Prompt
Reproduce each line of the following records word for word, with nothing altered or left out.

Supplied records
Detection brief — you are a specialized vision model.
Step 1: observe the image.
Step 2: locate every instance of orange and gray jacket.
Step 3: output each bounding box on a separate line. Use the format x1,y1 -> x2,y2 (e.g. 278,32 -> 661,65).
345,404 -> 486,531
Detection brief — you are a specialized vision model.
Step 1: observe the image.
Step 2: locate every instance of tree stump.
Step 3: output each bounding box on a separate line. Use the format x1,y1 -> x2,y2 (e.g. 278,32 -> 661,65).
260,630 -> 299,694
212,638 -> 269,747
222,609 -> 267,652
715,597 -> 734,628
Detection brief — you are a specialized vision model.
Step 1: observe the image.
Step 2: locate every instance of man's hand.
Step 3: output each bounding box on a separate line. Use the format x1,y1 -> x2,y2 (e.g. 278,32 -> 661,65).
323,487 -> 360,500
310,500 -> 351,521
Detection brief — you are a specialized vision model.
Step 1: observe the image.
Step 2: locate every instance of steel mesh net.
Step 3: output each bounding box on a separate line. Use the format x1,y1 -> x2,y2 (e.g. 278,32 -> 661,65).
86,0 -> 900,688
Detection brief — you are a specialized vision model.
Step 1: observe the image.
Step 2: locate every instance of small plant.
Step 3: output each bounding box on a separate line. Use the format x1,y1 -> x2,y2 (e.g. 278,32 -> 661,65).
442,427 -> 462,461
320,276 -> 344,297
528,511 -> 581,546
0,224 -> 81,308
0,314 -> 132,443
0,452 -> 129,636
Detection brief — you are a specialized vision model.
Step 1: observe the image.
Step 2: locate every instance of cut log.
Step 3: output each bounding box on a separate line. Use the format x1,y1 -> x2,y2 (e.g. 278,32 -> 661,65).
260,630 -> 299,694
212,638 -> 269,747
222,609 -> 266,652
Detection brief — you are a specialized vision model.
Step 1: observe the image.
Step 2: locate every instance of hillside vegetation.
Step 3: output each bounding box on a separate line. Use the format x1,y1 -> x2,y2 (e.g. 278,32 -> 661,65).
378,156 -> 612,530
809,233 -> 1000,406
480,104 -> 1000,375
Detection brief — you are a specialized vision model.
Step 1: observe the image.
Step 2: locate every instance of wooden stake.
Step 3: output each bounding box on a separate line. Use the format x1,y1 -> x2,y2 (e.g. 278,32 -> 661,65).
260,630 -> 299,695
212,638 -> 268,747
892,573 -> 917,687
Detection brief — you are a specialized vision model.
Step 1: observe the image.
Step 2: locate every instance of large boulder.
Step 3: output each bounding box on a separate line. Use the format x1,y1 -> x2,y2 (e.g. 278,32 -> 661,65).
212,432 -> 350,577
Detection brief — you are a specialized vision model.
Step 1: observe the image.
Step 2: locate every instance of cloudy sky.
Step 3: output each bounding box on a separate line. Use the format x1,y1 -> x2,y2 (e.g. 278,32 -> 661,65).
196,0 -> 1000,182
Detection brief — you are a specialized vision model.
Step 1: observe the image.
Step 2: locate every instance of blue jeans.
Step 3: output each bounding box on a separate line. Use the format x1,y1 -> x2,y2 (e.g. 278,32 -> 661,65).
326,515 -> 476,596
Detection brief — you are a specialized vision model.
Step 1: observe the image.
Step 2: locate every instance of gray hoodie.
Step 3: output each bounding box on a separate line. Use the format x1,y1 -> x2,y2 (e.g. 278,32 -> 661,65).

Written solution
Detection brief — you are a specialized vision model.
Step 1: observe the image.
Step 2: locate every instance of orange and gray jacket.
Step 3: output each bounding box on a separate line. Use the format x1,y1 -> x2,y2 (e.g. 278,32 -> 661,65).
345,404 -> 486,531
Detection brief — you are a specialized vision model.
Step 1: observe the image.
Step 2: locate every instance of tree stump.
Step 3: output each bounding box on a separate line. Use the format x1,y1 -> x2,y2 (e.g. 278,32 -> 661,65).
260,630 -> 299,694
212,638 -> 269,747
222,609 -> 267,652
715,597 -> 734,628
Detection brief — you are a specialized vision model.
Step 1: observe the image.
Step 2: locate every instance of man's hand.
Step 3: output each bounding box on a separate line. Use the format x1,y1 -> x2,y2 (e.g. 278,32 -> 661,65).
323,487 -> 360,500
310,500 -> 351,521
Detection brief — you are a specialized vision model.
Step 1: observe the image.
Step 2: locate every instance of steel mesh net.
Step 3: output each bounding box on a separate line. Use the format x1,y1 -> x2,y2 (e.g. 278,32 -> 661,65).
86,0 -> 900,688
Detection brief — you are a specialized vision model.
Step 1: observe the image.
Step 2: locate every instance of small plant.
Step 3: output each bounding box on a separate line. Use the format x1,y1 -> x2,y2 (e.g. 278,32 -> 661,65).
442,427 -> 462,461
320,276 -> 344,297
528,511 -> 581,546
0,224 -> 81,308
0,314 -> 132,443
0,452 -> 129,636
Detection brief — you are a specialized vision model.
Step 1: observe the image.
Step 2: locate every instance of cut log.
Step 3: output each bounding box on a separate line. Use the format x1,y1 -> x2,y2 (e.g. 278,32 -> 661,65).
260,630 -> 299,694
212,638 -> 269,747
222,609 -> 266,652
Detection brief — you are a specialized vision model.
Step 1: observe the image.
Step 2: locate every instance of hillside vegetation.
Step 3: output each bounding box on a separate line. Use the format x1,y1 -> x2,y2 (e.g. 278,32 -> 661,65).
378,156 -> 612,530
809,233 -> 1000,406
480,104 -> 1000,375
Detection brief — you are a specialized vision model.
Step 1: observe the image.
Step 2: locate every instance of wooden stake.
Step 3: output each bounding box on a separate line. Use the format x1,y1 -> x2,y2 (e.g. 278,32 -> 661,65).
260,630 -> 299,695
212,638 -> 268,747
892,573 -> 917,687
Detection brief — you are a specialized vision model.
Step 1: observe the image.
Step 2: locate every instance of large boulder.
Step 3: output each bounding box on a separate line. Use the format x1,y1 -> x2,y2 (e.g. 278,32 -> 661,65).
212,432 -> 350,577
Detection brief — you are a specialized vision model.
Step 1: observe the image.
Step 2: locate every instance of cloudy sky.
Step 3: output each bounding box on a separate line. Use the format x1,y1 -> x2,y2 (e.g. 278,32 -> 661,65).
196,0 -> 1000,182
Detection brief — you are a specialized vision model.
Step 1: observe the image.
Step 2: locate every instance of blue jeans.
Step 3: output each bounding box on a separate line. Use the format x1,y1 -> x2,y2 (e.g. 278,32 -> 661,65).
326,515 -> 476,596
Detection brief — you are a specialized vision model.
Step 1: observe the image.
Step 2: locate every instance of gray hoodie.
Step 3: output each bounding box on a separate line. Use the format x1,y1 -> x2,y2 (e.g. 278,32 -> 661,65).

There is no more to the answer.